> Instructions to follow
Select and copy each row below that contains the word "white". Treat uppercase and lowercase as distinct.

## begin Data for this task

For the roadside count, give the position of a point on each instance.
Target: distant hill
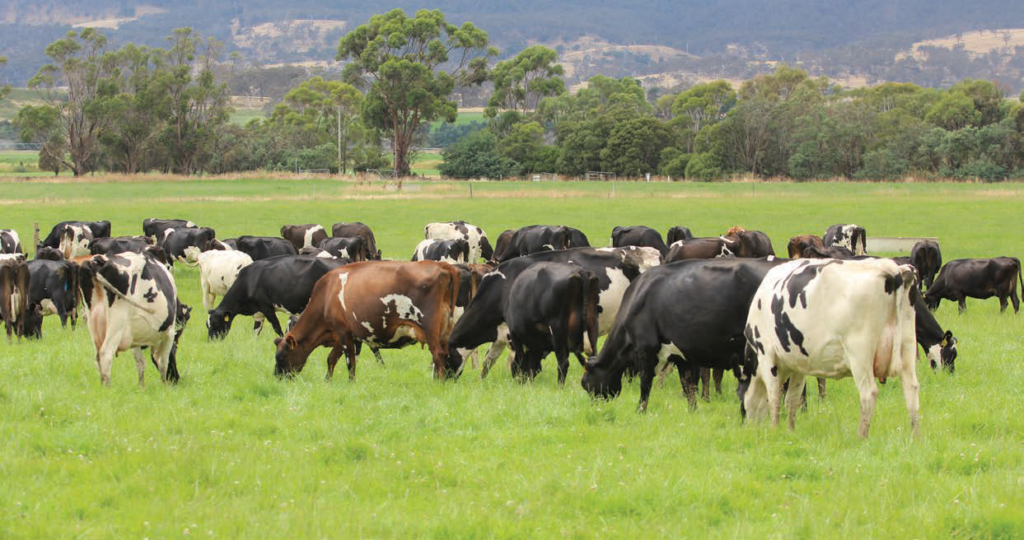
(638, 37)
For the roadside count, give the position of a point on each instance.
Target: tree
(402, 59)
(521, 82)
(79, 117)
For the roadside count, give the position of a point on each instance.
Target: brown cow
(386, 304)
(801, 243)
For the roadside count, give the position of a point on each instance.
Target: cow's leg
(793, 398)
(706, 384)
(139, 365)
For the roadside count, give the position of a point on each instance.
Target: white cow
(133, 304)
(217, 272)
(478, 244)
(832, 319)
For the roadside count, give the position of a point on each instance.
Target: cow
(453, 251)
(678, 233)
(9, 242)
(474, 236)
(357, 229)
(52, 289)
(266, 286)
(690, 314)
(502, 245)
(101, 246)
(386, 304)
(176, 242)
(927, 257)
(155, 227)
(639, 236)
(352, 248)
(977, 279)
(551, 307)
(133, 304)
(800, 244)
(217, 272)
(14, 283)
(303, 236)
(483, 321)
(702, 248)
(795, 328)
(264, 247)
(851, 237)
(96, 230)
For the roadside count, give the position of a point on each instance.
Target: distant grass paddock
(233, 452)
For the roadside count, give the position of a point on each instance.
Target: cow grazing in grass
(133, 304)
(830, 319)
(978, 279)
(386, 304)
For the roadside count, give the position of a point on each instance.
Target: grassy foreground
(232, 452)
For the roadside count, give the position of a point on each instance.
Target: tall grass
(232, 452)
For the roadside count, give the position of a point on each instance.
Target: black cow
(977, 279)
(483, 321)
(263, 247)
(678, 233)
(53, 289)
(261, 288)
(852, 237)
(352, 248)
(551, 307)
(638, 236)
(927, 257)
(176, 241)
(357, 229)
(119, 245)
(98, 230)
(691, 314)
(155, 227)
(9, 242)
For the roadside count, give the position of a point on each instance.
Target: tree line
(138, 109)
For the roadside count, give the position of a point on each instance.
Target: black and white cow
(689, 314)
(267, 286)
(155, 227)
(357, 229)
(977, 279)
(303, 236)
(639, 236)
(852, 237)
(178, 242)
(483, 321)
(9, 242)
(927, 257)
(354, 249)
(678, 233)
(552, 307)
(474, 236)
(264, 247)
(453, 251)
(133, 304)
(96, 230)
(101, 246)
(796, 329)
(53, 290)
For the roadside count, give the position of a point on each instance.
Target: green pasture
(232, 452)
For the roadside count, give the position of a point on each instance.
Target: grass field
(232, 452)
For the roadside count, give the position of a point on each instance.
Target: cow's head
(290, 358)
(943, 354)
(218, 323)
(601, 381)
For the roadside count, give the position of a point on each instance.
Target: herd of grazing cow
(702, 305)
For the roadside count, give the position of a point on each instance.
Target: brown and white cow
(386, 304)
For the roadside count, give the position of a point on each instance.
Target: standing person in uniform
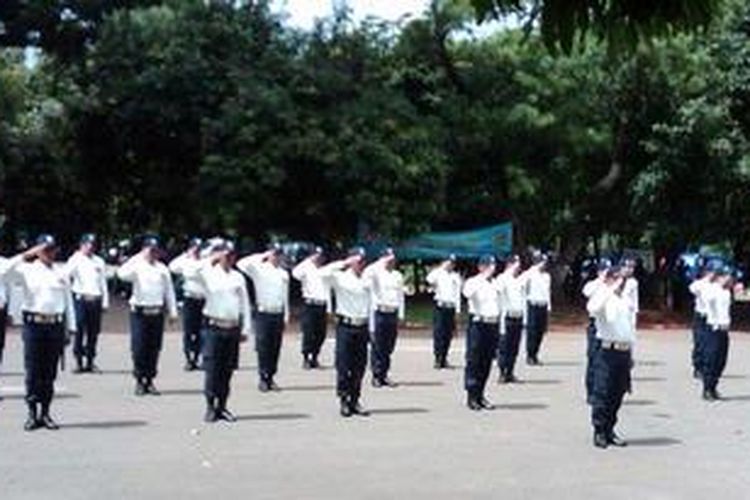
(152, 296)
(483, 303)
(699, 288)
(316, 294)
(613, 358)
(88, 275)
(271, 283)
(539, 304)
(193, 300)
(388, 302)
(226, 322)
(716, 341)
(592, 343)
(446, 285)
(352, 293)
(47, 311)
(511, 285)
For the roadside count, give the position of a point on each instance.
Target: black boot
(222, 413)
(210, 415)
(45, 420)
(345, 409)
(600, 439)
(79, 366)
(32, 423)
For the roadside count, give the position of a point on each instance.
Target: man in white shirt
(511, 285)
(186, 265)
(271, 283)
(91, 297)
(388, 302)
(483, 302)
(613, 359)
(352, 292)
(718, 319)
(47, 311)
(227, 321)
(699, 289)
(539, 304)
(592, 344)
(446, 286)
(153, 294)
(316, 297)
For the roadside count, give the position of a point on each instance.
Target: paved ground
(420, 442)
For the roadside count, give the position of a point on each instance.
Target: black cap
(150, 241)
(46, 239)
(275, 248)
(357, 251)
(487, 260)
(88, 238)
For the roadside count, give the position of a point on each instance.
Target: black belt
(148, 310)
(43, 319)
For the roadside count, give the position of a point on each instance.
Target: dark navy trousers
(146, 339)
(192, 321)
(221, 351)
(88, 327)
(507, 349)
(611, 382)
(269, 328)
(383, 343)
(443, 326)
(716, 349)
(351, 360)
(313, 325)
(536, 327)
(42, 347)
(592, 345)
(481, 344)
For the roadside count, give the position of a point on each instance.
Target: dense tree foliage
(215, 116)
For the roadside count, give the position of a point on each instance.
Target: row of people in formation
(611, 337)
(369, 302)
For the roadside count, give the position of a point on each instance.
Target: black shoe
(600, 440)
(31, 424)
(473, 404)
(47, 422)
(225, 415)
(345, 410)
(388, 382)
(210, 416)
(486, 404)
(358, 409)
(616, 440)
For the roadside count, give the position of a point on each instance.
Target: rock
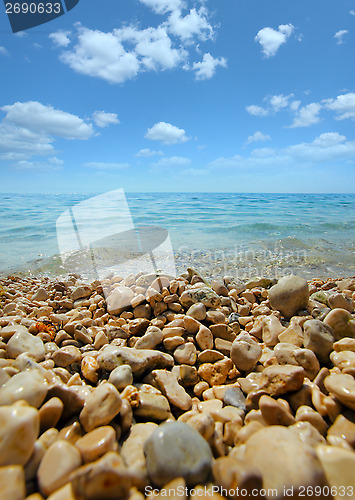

## end Data for this task

> The output
Target: white cow
Target: black and white cow
Target: brown and white cow
Target: man in white shirt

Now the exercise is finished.